Reproduce every item with "floppy hat" swapped for "straw hat" and everything else unchanged. Leave out the pictures.
----- Provided records -----
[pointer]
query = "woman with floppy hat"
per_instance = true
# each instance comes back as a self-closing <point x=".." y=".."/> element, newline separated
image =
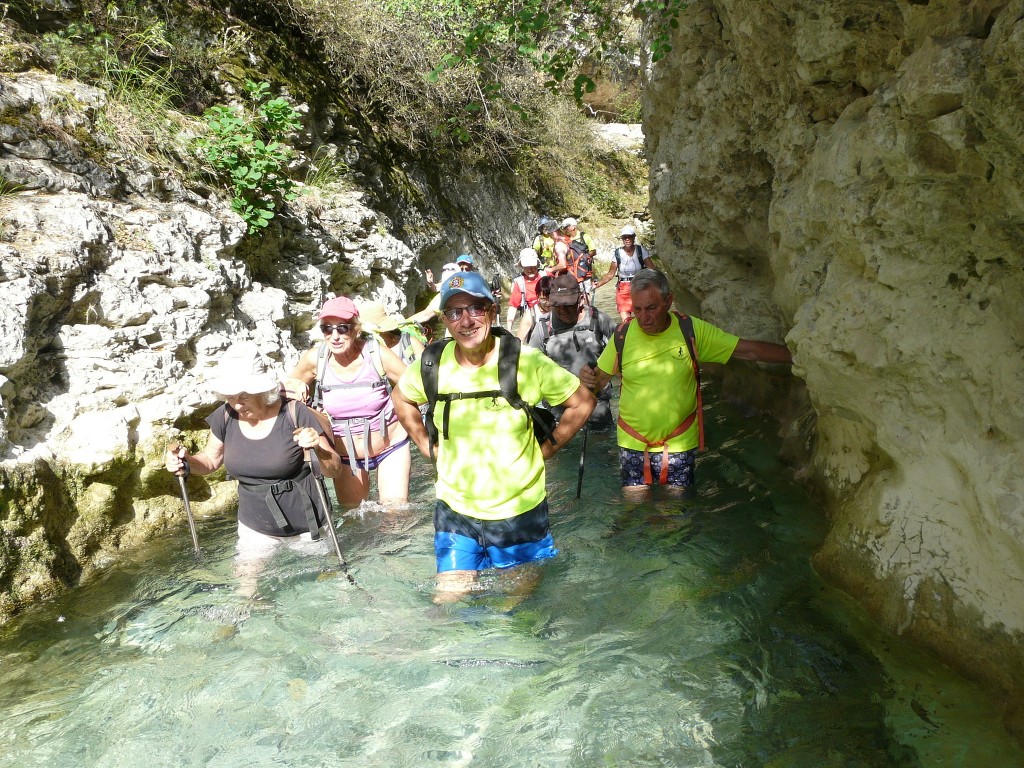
<point x="260" y="441"/>
<point x="626" y="262"/>
<point x="349" y="377"/>
<point x="400" y="336"/>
-----
§ Exercise answer:
[pointer]
query = "woman with straw hat"
per_instance = true
# each instance comes back as a self-closing <point x=".." y=".."/> element, newline separated
image =
<point x="260" y="441"/>
<point x="626" y="262"/>
<point x="349" y="377"/>
<point x="400" y="336"/>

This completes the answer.